**GIVEN PROBLEM:** Update the items below by replacing every occurrence of "one per instance" with "one for each instance", leaving all other text as it stands.

**ENTRIES PROVIDED:**
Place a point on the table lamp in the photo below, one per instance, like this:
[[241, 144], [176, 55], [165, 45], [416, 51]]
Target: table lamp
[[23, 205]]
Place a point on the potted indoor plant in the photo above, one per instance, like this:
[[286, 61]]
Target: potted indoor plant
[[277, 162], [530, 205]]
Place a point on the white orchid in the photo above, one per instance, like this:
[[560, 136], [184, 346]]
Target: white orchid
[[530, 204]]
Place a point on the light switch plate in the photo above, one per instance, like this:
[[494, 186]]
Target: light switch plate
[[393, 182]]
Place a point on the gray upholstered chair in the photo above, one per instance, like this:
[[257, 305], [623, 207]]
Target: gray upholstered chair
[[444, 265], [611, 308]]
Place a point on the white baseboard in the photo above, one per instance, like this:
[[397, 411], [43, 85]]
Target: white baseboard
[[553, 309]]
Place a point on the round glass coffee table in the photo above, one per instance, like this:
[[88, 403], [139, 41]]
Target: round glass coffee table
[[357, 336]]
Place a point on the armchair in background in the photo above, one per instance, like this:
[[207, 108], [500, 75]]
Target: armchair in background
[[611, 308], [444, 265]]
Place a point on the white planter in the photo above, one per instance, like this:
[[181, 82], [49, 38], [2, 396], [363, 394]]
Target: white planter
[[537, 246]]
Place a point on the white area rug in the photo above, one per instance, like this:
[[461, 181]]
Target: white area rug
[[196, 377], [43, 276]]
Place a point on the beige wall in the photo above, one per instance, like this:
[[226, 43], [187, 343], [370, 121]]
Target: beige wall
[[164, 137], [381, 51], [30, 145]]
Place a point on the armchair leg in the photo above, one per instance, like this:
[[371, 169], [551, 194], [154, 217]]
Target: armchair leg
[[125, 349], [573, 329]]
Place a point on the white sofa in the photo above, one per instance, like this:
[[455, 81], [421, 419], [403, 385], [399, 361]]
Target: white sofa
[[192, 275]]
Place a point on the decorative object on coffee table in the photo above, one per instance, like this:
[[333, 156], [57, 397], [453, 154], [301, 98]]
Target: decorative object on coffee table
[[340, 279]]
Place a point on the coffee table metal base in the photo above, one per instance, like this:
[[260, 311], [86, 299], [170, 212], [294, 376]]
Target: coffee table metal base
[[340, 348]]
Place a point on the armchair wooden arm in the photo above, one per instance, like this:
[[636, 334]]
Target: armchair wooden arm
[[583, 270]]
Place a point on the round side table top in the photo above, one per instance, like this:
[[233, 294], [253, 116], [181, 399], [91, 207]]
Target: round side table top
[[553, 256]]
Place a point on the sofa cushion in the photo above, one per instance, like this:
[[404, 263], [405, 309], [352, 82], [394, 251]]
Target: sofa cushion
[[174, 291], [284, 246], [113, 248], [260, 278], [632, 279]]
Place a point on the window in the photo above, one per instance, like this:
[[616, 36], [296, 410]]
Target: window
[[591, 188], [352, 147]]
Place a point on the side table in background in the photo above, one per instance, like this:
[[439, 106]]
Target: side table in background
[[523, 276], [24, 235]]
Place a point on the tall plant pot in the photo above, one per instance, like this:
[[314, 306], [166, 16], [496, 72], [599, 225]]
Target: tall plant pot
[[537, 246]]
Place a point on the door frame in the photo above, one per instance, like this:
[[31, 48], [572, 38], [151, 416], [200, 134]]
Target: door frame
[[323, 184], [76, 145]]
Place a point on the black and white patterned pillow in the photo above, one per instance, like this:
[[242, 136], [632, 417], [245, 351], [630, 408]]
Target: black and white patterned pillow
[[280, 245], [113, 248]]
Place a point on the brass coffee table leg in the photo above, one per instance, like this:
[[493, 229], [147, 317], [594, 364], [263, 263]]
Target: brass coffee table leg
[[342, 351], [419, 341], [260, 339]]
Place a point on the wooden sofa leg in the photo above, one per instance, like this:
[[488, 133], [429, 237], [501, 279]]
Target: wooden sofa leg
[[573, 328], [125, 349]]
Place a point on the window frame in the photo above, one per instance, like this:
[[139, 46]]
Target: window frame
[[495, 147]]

**THE SOLUTION:**
Place a point on the table lamp in the photo below, one for each instance, like this:
[[241, 144], [176, 55], [165, 45], [416, 51]]
Target: table lamp
[[23, 205]]
Place a point on the potted indoor plant in the photo above, one for each instance, like this:
[[286, 61]]
Target: potted indoor plant
[[277, 162], [530, 205]]
Place a point on the white orchid in the photo above, one for each instance, like this:
[[560, 136], [184, 346]]
Target: white orchid
[[530, 204]]
Place a point on the light switch plate in the photo above, one for each instance, like this:
[[494, 186]]
Target: light switch plate
[[393, 182]]
Place a point on the gray upholstered chair in the photo above, one for each instance, like this:
[[257, 305], [623, 207]]
Target: gray upholstered chair
[[444, 265], [611, 308]]
Place a point on the white baseboard in the photo above, one for each instance, like this:
[[397, 411], [43, 85]]
Target: white baseboard
[[553, 309]]
Place a point on the round glass coffee table in the photo above, one for each instance, like this:
[[88, 403], [139, 41]]
Target: round glass coffee table
[[357, 336]]
Place a point on the armchair in background in the photo above, one for each instance, like this:
[[207, 108], [500, 75]]
Target: armchair in background
[[611, 308], [444, 265]]
Place a point on the white planter in the photo above, one for each instance, like this:
[[181, 82], [49, 38], [2, 396], [363, 394]]
Target: white planter
[[537, 246]]
Place a point on the white area rug in the photo above, one for each instance, like this:
[[461, 181]]
Target: white area rug
[[196, 377], [43, 276]]
Place a point on the beige wall in the photo above, one for each instance, like this:
[[226, 43], [187, 343], [370, 121]]
Target: beige wall
[[164, 137], [381, 51], [30, 145]]
Place a point on the armchair leg in the photo above, one for each instance, like this:
[[371, 169], [551, 194], [154, 217]]
Target: armchair leg
[[125, 349], [573, 329]]
Place a point on the white sofa in the photo above, one for each instance, like this:
[[455, 81], [421, 419], [403, 385], [399, 361]]
Target: white sofa
[[192, 275]]
Place a point on the decorative object on coffee table in the photo above, one for each instance, like this:
[[333, 156], [57, 397], [453, 154], [301, 98]]
Target: decorative object on coffee table
[[340, 279]]
Place a point on the coffee table metal base in the photo above, one for each instance, like this:
[[260, 311], [86, 299], [170, 212], [294, 376]]
Target: coffee table metal base
[[340, 348]]
Place a point on the armchair wooden arm in the photo above, one for each instance, like this:
[[636, 334]]
Target: armchair wooden arm
[[583, 270]]
Place a point on the round side table top in the photo above, one for each instance, like this:
[[233, 294], [253, 116], [181, 399], [91, 207]]
Target: round side table top
[[553, 256]]
Place a point on the sofa cushion in the photo above, one for each instance, like this:
[[404, 263], [405, 309], [352, 82], [394, 251]]
Target: sofa cushion
[[174, 291], [284, 246], [113, 248], [260, 278], [632, 279]]
Place a point on the window in the photo above, one for each instance, like this:
[[616, 36], [296, 410]]
Target: window
[[591, 188], [352, 147]]
Place a point on the side table in background in the photo above, one for each instance, like this:
[[439, 106]]
Target: side table in background
[[523, 276], [24, 235]]
Place a point on the tall plant pot in the photo above, one for each instance, like this:
[[314, 306], [166, 16], [496, 72], [599, 225]]
Target: tall plant pot
[[537, 246]]
Place a point on the door frame in the photo above, one for each instance, like this:
[[31, 48], [572, 38], [151, 416], [200, 134]]
Target: door frame
[[323, 184], [76, 145]]
Place a point on the black and white patterned pillow in the photo above, one for each instance, like this:
[[242, 136], [632, 417], [245, 351], [630, 408]]
Target: black and white patterned pillow
[[280, 245], [113, 248]]
Place a point on the brass coffee table leg in the photo above, one for each instance, like this:
[[493, 229], [147, 317], [594, 364], [263, 263]]
Target: brass coffee table leg
[[342, 351], [419, 341], [260, 339]]
Place a point on the wooden sofa leg in the photo above, one for each instance, like this:
[[488, 133], [429, 237], [501, 279]]
Target: wooden sofa leg
[[573, 328], [125, 349]]
Place a point on the window frame in the photo above, one for each instance, like this:
[[139, 46]]
Target: window frame
[[495, 147]]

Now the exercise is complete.